◆ What this task involves ◆
Print the data once more, exactly as given. Drop the pictures.

◆ Dataset extract ◆
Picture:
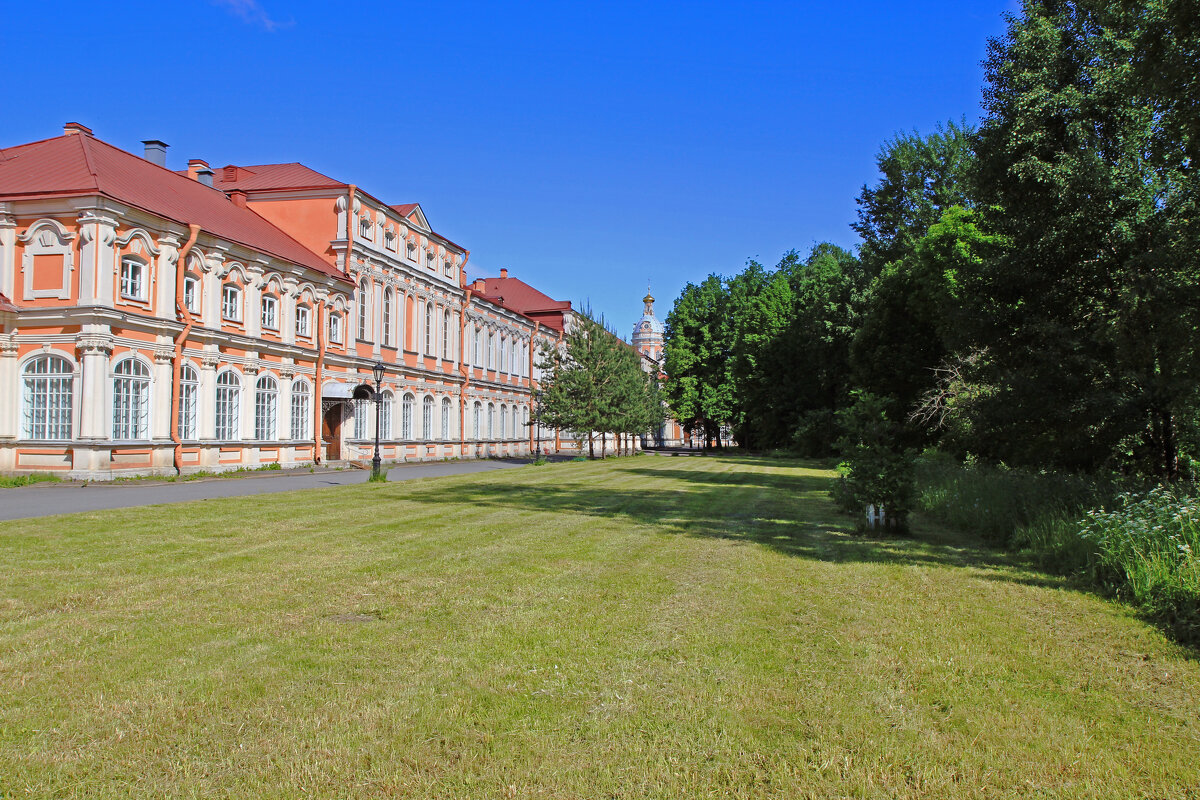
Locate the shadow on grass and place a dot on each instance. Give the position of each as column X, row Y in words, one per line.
column 786, row 512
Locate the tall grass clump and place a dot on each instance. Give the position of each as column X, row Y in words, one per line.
column 1147, row 551
column 999, row 501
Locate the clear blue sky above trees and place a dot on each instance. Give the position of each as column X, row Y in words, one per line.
column 587, row 146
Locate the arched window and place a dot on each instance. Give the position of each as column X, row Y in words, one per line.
column 189, row 390
column 228, row 404
column 387, row 317
column 363, row 301
column 301, row 413
column 47, row 394
column 133, row 278
column 131, row 400
column 387, row 400
column 406, row 417
column 267, row 403
column 429, row 329
column 231, row 302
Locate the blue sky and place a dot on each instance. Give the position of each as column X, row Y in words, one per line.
column 589, row 148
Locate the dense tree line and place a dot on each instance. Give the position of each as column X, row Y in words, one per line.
column 1025, row 292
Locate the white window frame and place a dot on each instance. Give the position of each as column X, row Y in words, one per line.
column 227, row 408
column 304, row 322
column 189, row 395
column 301, row 410
column 231, row 302
column 267, row 409
column 270, row 313
column 131, row 400
column 47, row 398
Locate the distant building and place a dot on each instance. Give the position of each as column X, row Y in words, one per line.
column 648, row 340
column 154, row 320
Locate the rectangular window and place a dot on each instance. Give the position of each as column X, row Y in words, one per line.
column 231, row 302
column 270, row 319
column 335, row 328
column 132, row 278
column 303, row 320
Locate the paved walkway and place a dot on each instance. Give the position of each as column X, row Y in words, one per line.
column 46, row 499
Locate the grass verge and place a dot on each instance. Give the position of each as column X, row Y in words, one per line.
column 653, row 627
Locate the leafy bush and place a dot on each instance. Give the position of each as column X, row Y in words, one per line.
column 997, row 501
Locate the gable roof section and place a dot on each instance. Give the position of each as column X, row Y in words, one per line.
column 273, row 176
column 81, row 164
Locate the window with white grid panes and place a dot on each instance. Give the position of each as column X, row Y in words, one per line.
column 304, row 322
column 189, row 391
column 270, row 317
column 301, row 413
column 228, row 407
column 47, row 398
column 131, row 401
column 385, row 322
column 231, row 302
column 387, row 402
column 363, row 408
column 406, row 416
column 267, row 404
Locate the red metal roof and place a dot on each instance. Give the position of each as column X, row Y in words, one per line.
column 273, row 176
column 82, row 164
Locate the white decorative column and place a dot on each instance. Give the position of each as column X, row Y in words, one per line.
column 97, row 258
column 94, row 349
column 10, row 388
column 207, row 402
column 161, row 394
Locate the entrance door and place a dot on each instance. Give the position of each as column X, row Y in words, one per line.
column 331, row 432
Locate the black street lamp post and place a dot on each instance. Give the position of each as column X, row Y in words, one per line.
column 377, row 372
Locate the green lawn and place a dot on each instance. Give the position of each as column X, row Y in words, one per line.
column 643, row 627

◆ Final answer ◆
Picture:
Locate the shadow on grass and place a dot on each instance. Give the position of each as column X, row Y in words, one per line.
column 786, row 512
Locate the tall grass clump and place a dot on each instance. Give the position of each as column X, row Y in words, one per line.
column 1147, row 551
column 999, row 501
Locate the clear blue sky above trees and place a dot on each instance. Give the position of each as column X, row Y in words, one per line.
column 587, row 146
Locate the arched window and place a dot on each instance. Give the position of each as column X, row Y in words, one per line.
column 189, row 390
column 228, row 404
column 387, row 317
column 363, row 301
column 301, row 413
column 47, row 394
column 133, row 278
column 131, row 400
column 387, row 400
column 406, row 417
column 267, row 403
column 429, row 329
column 231, row 302
Locate the blue sky and place a dot on each instance. Give the position of each as column X, row Y in words, one per line.
column 589, row 148
Locate the dense tree line and place a dot on each instance. Give the position of each as column X, row Y in words, one per line.
column 1025, row 292
Locate the white window frame and place a dot on each instance. Give the position of each as column X, row Y in words, one per line.
column 227, row 408
column 304, row 322
column 189, row 395
column 301, row 410
column 231, row 302
column 267, row 409
column 270, row 313
column 131, row 400
column 47, row 398
Locate the distant building and place a dot on each instance. Give the position of each as column X, row Y in words, one per line.
column 648, row 340
column 154, row 320
Locate the rectangular window and place a dot on each instance. Give the position of each as column X, row Y in words, one per line.
column 231, row 302
column 270, row 319
column 335, row 328
column 132, row 278
column 303, row 320
Locate the paved walkway and place a dot on each instance. Give the position of each as column X, row Y in words, one per line.
column 46, row 499
Locate the grass verge and place a dot on each instance. Give the position of each as column X, row Y in words, one per line.
column 653, row 627
Locate the leafy bush and place a dot on each instance. Give the position of each as column X, row Y in words, one per line.
column 997, row 501
Locate the gable roof section and place a dot on each instance. Give the position of each as column X, row Y in words, one per line.
column 273, row 176
column 81, row 164
Locate the window with white grid panes and place a dot on each instance. Give the position of each as column X, row Y in words, one per line.
column 304, row 322
column 189, row 391
column 270, row 317
column 301, row 413
column 228, row 407
column 47, row 398
column 131, row 401
column 385, row 322
column 231, row 302
column 387, row 402
column 363, row 408
column 406, row 416
column 267, row 404
Locate the red metal roof and place a dot on each instance. Give the position of each as column X, row Y in words, one per line.
column 273, row 176
column 82, row 164
Locate the white decorative column and place a dot on each instance. Give the position of each as column X, row Y in words, one per line.
column 97, row 258
column 94, row 349
column 10, row 388
column 207, row 402
column 161, row 394
Locate the entrance door and place a dot on each instance. Give the position of each as column X, row Y in words, one per line.
column 331, row 432
Locate the black street lamp post and place a dot on each instance. Give the position of each as column X, row Y in words, one per line.
column 377, row 372
Locate the green lawn and place a dot on each instance. Give the position of each as column X, row Y in words, one per line.
column 643, row 627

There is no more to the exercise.